◆ 练习 1
对照文档，判断以下三项说法是否相符。每项答“是”或“否”，并逐字引用文档中起决定作用的语句。(a) 本节用tf.layers包实现包含Batch Normalization的卷积神经网络模型；(b) 添加Batch Normalization时应保留函数中的bias偏置属性；(c) 经过Batch Normalization后的值传入sigmoid激活函数。
◆ 练习 2
原样抄写文档中的一段，从“使用tf.layers高级函数来构建神经”开始，一直到“新数据集均值和方差统计信息。”为止（包括这部分）。
◆ 练习 3
文档“参考文献”标题下列出了哪些项？请全部列出。

• Tensorflow BatchNormalization详解:3_使用tf.layers高级函数来构建带有BatchNormalization的神经网络


    Batch Normalization: 使用tf.layers高级函数来构建带有Batch Normalization的神经网络

    我的微博我的github我的B站

    参考文献
    吴恩达deeplearningai课程
    课程笔记
    Udacity课程

    使用tf.layers高级函数来构建神经网络中我们使用了tf.layers包构建了一个不包含有Batch Normalization结构的卷积神经网络模型作为本节模型的对比

    本节中将使用tf.layers包实现包含有Batch Normalization的卷积神经网络模型

    """
    向生成全连接层的'fully_connected'函数中添加Batch Normalization,我们需要以下步骤:
    1.在函数声明中添加'is_training'参数,以确保可以向Batch Normalization层中传递信息
    2.去除函数中bias偏置属性和激活函数
    3.使用'tf.layers.batch_normalization'来标准化神经层的输出,注意,将“is_training”传递给该层,以确保网络适时更新数据集均值和方差统计信息。
    4.将经过Batch Normalization后的值传递到ReLU激活函数中
    """

◆ 展示材料
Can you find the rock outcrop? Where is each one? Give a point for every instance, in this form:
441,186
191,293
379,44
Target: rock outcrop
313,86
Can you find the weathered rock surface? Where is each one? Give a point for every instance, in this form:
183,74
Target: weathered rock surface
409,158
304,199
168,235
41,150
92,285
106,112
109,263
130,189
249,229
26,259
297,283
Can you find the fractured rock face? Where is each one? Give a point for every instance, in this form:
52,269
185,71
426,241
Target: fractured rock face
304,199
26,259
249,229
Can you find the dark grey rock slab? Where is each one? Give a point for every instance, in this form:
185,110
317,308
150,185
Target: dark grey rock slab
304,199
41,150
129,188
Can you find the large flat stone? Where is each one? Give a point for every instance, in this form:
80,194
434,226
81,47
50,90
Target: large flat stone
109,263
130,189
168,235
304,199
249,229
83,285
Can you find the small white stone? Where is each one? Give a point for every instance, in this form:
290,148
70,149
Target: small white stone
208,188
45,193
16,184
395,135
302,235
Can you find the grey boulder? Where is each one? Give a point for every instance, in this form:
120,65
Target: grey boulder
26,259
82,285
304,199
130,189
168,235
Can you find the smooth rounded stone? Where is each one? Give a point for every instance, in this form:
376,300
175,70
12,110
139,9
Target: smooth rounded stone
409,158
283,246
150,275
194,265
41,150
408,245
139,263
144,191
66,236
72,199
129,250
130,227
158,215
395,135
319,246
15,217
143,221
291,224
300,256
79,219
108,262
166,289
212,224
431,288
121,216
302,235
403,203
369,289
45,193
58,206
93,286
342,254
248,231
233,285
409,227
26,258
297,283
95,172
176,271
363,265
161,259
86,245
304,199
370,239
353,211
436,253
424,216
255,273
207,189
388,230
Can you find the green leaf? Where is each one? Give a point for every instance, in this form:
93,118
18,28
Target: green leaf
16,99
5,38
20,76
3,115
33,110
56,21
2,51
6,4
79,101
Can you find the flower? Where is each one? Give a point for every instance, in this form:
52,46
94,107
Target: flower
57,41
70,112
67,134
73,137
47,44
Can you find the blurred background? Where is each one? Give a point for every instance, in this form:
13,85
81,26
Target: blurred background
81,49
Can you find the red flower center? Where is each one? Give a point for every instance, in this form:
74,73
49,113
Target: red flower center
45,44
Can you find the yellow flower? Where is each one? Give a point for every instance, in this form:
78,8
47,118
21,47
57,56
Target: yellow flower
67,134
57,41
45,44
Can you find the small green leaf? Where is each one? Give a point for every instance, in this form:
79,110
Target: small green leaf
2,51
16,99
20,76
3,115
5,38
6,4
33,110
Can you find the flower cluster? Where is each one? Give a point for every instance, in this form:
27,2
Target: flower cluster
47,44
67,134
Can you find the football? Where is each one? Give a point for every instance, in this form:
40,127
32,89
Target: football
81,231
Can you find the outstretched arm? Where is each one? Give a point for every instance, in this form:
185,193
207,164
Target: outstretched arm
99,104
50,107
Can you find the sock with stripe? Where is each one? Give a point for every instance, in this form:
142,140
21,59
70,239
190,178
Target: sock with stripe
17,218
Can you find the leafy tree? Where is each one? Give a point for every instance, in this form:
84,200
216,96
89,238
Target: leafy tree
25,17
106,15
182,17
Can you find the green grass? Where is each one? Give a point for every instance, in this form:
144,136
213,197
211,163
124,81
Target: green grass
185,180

◆ 参考解答 1
(a) 是：“本节中将使用tf.layers包实现包含有Batch Normalization的卷积神经网络模型”
(b) 否：“去除函数中bias偏置属性和激活函数”
(c) 否：“将经过Batch Normalization后的值传递到ReLU激活函数中”

◆ 参考解答 2
使用tf.layers高级函数来构建神经网络中我们使用了tf.layers包构建了一个不包含有Batch Normalization结构的卷积神经网络模型作为本节模型的对比

    本节中将使用tf.layers包实现包含有Batch Normalization的卷积神经网络模型

    """
    向生成全连接层的'fully_connected'函数中添加Batch Normalization,我们需要以下步骤:
    1.在函数声明中添加'is_training'参数,以确保可以向Batch Normalization层中传递信息
    2.去除函数中bias偏置属性和激活函数
    3.使用'tf.layers.batch_normalization'来标准化神经层的输出,注意,将“is_training”传递给该层,以确保网络适时更新数据集均值和方差统计信息。

◆ 参考解答 3
吴恩达deeplearningai课程；课程笔记；Udacity课程